Prompt:
Copy out, word for word, the stretch of the data below from the line that contains "of the floating" through the end of the data.

Input:
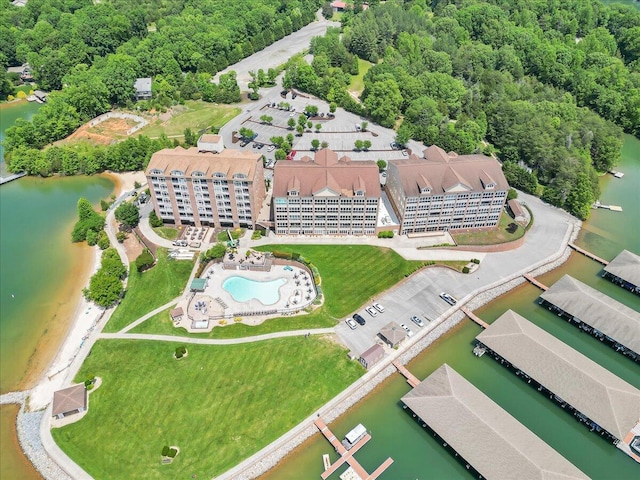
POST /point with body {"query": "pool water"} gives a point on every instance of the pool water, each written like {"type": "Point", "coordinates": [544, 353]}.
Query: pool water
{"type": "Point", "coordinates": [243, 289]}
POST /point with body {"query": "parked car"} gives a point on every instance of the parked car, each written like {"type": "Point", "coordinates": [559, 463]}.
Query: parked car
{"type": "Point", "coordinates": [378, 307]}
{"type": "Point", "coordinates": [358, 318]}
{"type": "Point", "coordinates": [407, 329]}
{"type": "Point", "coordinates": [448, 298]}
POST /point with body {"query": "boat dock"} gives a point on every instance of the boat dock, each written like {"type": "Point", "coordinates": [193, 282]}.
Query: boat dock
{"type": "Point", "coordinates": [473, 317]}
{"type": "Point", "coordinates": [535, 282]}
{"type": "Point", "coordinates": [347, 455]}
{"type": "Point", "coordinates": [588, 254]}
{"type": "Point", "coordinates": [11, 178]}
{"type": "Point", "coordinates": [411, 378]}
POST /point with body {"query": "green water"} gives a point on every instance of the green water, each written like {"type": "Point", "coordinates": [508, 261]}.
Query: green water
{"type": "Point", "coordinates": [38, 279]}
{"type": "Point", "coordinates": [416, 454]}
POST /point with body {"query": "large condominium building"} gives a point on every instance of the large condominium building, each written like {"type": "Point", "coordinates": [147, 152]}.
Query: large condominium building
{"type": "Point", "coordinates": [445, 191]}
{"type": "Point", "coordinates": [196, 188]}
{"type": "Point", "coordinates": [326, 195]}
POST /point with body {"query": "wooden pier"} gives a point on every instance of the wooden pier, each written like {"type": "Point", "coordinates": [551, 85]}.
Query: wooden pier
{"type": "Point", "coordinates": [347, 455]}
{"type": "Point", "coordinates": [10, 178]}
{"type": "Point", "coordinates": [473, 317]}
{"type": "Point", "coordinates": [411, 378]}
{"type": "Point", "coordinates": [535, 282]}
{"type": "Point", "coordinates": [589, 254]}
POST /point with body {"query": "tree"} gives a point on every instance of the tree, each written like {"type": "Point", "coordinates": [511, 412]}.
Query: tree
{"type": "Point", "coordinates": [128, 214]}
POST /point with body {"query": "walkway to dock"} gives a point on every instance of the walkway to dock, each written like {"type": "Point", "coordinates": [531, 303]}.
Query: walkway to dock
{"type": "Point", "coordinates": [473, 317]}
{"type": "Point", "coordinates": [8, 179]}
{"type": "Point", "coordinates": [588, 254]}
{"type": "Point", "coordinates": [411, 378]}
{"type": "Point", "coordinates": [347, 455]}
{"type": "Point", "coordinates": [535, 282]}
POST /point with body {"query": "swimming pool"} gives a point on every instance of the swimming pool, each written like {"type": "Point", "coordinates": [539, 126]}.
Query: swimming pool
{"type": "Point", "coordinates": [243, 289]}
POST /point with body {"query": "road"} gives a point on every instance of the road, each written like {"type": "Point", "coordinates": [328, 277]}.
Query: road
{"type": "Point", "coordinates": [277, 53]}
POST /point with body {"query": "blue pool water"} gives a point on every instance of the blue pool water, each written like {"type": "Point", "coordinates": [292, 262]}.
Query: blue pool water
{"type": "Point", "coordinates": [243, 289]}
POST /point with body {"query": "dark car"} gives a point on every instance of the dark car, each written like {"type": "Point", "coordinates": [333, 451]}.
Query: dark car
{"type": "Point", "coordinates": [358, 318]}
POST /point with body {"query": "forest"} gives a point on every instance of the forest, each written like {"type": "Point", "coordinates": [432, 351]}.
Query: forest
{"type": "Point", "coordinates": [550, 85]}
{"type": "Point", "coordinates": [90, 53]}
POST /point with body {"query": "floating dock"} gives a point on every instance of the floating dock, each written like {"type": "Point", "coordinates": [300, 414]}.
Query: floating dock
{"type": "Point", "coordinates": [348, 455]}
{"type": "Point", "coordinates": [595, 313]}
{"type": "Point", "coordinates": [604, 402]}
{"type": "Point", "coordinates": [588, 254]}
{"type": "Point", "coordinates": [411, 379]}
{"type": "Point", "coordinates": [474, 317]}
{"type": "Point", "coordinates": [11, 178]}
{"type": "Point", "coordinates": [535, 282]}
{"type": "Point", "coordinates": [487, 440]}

Result for this exercise:
POST /point with body {"query": "floating dock"} gives a point on every instance of the floating dock, each written like {"type": "Point", "coordinates": [300, 414]}.
Query: floating dock
{"type": "Point", "coordinates": [348, 455]}
{"type": "Point", "coordinates": [595, 313]}
{"type": "Point", "coordinates": [604, 402]}
{"type": "Point", "coordinates": [588, 254]}
{"type": "Point", "coordinates": [411, 379]}
{"type": "Point", "coordinates": [474, 317]}
{"type": "Point", "coordinates": [11, 178]}
{"type": "Point", "coordinates": [535, 282]}
{"type": "Point", "coordinates": [487, 440]}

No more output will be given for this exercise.